> **TEXTO PROPORCIONADO**:
►
Estoy contenta. Diría que soy muy feliz. Me siento, hablando Instagram, afortunada. Pero estoy agotada.
Voy a eventos. Últimamente, me invitan a eventos. Unos premios literarios, un cóctel para celebrar no sé qué, una cena privada para homenajear a no sé quién. No tengo nada que ponerme nunca. Coincido con gente muy interesante, gente a la que admiro, y también con gente que me da igual. Pero me siento, con unos y con otros, como la invitada que no sabe qué cubiertos sirven para qué cosa en la mesa.
Me hacen entrevistas. Muchas entrevistas. A veces son increíbles y me quedo reflexionando sobre esta o aquella pregunta. Otras veces me siento ante alguien que no se ha leído mi libro y me esfuerzo por no tomármelo mal, por ser ingeniosa y dar un magnífico titular. “¡Cómprame! ¡Dame dinero! ¡Llévame a casa!”. Me siento la mujer orquesta.
◄
> **MATERIAL PROPORCIONADO**:
►
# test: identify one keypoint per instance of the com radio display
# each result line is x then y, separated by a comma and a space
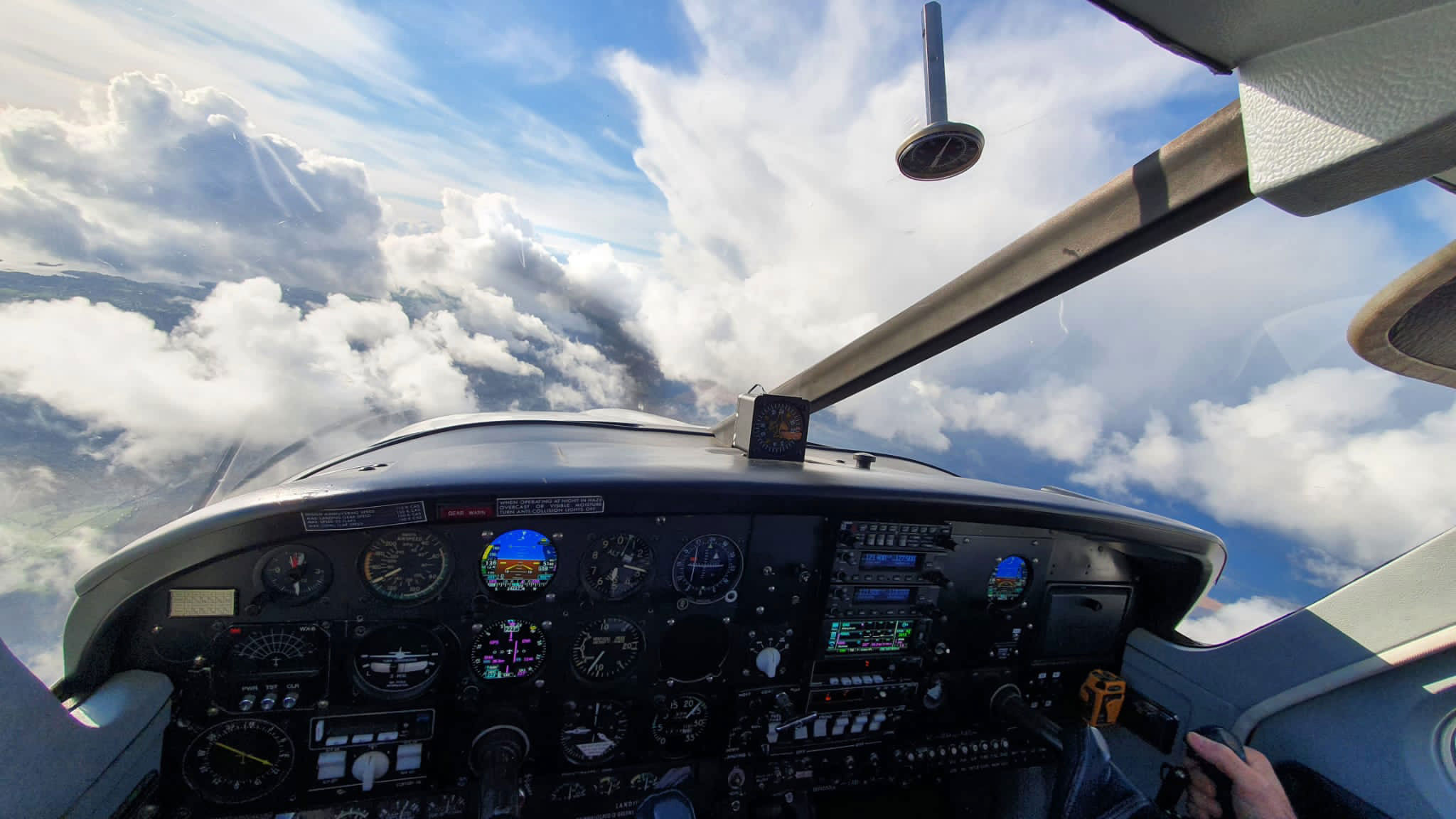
◄
> **LA TAREA**: Copia del texto proporcionado todo lo que va desde "Voy a eventos." hasta "la mujer orquesta.", y cambia "entrevistas" por "charlas".

> **RESPUESTA ESCRITA**:
Voy a eventos. Últimamente, me invitan a eventos. Unos premios literarios, un cóctel para celebrar no sé qué, una cena privada para homenajear a no sé quién. No tengo nada que ponerme nunca. Coincido con gente muy interesante, gente a la que admiro, y también con gente que me da igual. Pero me siento, con unos y con otros, como la invitada que no sabe qué cubiertos sirven para qué cosa en la mesa.
Me hacen charlas. Muchas charlas. A veces son increíbles y me quedo reflexionando sobre esta o aquella pregunta. Otras veces me siento ante alguien que no se ha leído mi libro y me esfuerzo por no tomármelo mal, por ser ingeniosa y dar un magnífico titular. “¡Cómprame! ¡Dame dinero! ¡Llévame a casa!”. Me siento la mujer orquesta.